* _TEXT SHOWN_

-- Begin --

I have a program that needs to repeatedly compute the approximate percentile (order statistic) of a dataset in order to remove outliers before further processing. I'm currently doing so by sorting the array of values and picking the appropriate element; this is doable, but it's a noticable blip on the profiles despite being a fairly minor part of the program.
More info:
Although this is all done in a loop, the data is (slightly) different every time, so it's not easy to reuse a datastructure as was done for this question.
Using the wikipedia selection algorithm as suggested by Gronim reduced this part of the run-time by about a factor 20.
Since I couldn't find a C# implementation, here's what I came up with. It's faster even for small inputs than Array.Sort; and at 1000 elements it's 25 times faster.
public static double QuickSelect(double[] list, int k) {
return QuickSelect(list, k, 0, list.Length);
}
public static double QuickSelect(double[] list, int k, int startI, int endI) {
while (true) {
// Assume startI <= k < endI
int pivotI = (startI + endI) / 2; //arbitrary, but good if sorted
int splitI = partition(list, startI, endI, pivotI);
if (k < splitI)
endI = splitI;
else if (k > splitI)
startI = splitI + 1;
else //if (k == splitI)

-- End --

* _INSTRUCTION A_
In the text on percentile selection, rewrite the part starting at "Since I couldn't" and ending at "(k == splitI)", renaming "pivotI" to "middleI" wherever it occurs.

* _MATERIAL SHOWN_
-- Begin --

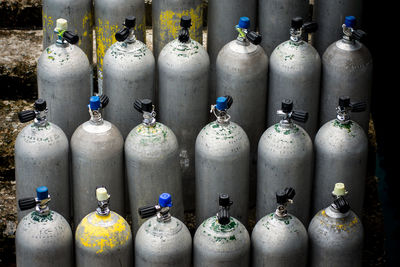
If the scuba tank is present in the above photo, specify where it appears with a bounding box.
[214,17,268,204]
[135,193,192,267]
[15,186,74,267]
[308,183,364,267]
[103,16,155,139]
[42,0,93,64]
[93,0,146,94]
[15,99,70,221]
[75,186,134,267]
[256,100,314,225]
[313,0,363,55]
[125,99,184,233]
[71,95,124,226]
[152,0,203,58]
[37,19,92,140]
[267,17,321,140]
[207,0,257,102]
[313,96,368,216]
[258,0,309,56]
[251,187,308,267]
[158,16,210,209]
[195,96,250,225]
[193,194,250,267]
[319,16,372,133]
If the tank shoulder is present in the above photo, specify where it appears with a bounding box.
[75,211,132,253]
[127,122,178,146]
[38,44,90,67]
[315,119,368,143]
[309,207,363,237]
[270,40,321,64]
[17,211,72,240]
[159,39,210,62]
[138,216,190,240]
[196,216,250,246]
[104,40,155,63]
[16,122,68,146]
[254,212,307,235]
[322,40,372,69]
[261,123,312,147]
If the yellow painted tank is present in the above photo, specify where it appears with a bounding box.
[152,0,203,59]
[75,187,133,267]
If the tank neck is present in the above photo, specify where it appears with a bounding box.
[35,197,51,216]
[275,205,288,219]
[342,24,356,45]
[290,28,303,44]
[124,28,136,44]
[33,108,49,127]
[54,30,69,48]
[89,108,104,125]
[325,206,350,219]
[142,109,157,127]
[156,205,172,223]
[96,198,111,216]
[210,105,231,126]
[336,107,351,125]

-- End --

* _INSTRUCTION B_
From the listing, output the lines starting at the line that contains "If the yellow" and ending at the line that contains "[75,187,133,267]", both included, copying each one without change.

* _FULL SOLUTION A_
Since I couldn't find a C# implementation, here's what I came up with. It's faster even for small inputs than Array.Sort; and at 1000 elements it's 25 times faster.
public static double QuickSelect(double[] list, int k) {
return QuickSelect(list, k, 0, list.Length);
}
public static double QuickSelect(double[] list, int k, int startI, int endI) {
while (true) {
// Assume startI <= k < endI
int middleI = (startI + endI) / 2; //arbitrary, but good if sorted
int splitI = partition(list, startI, endI, middleI);
if (k < splitI)
endI = splitI;
else if (k > splitI)
startI = splitI + 1;
else //if (k == splitI)

* _FULL SOLUTION B_
If the yellow painted tank is present in the above photo, specify where it appears with a bounding box.
[152,0,203,59]
[75,187,133,267]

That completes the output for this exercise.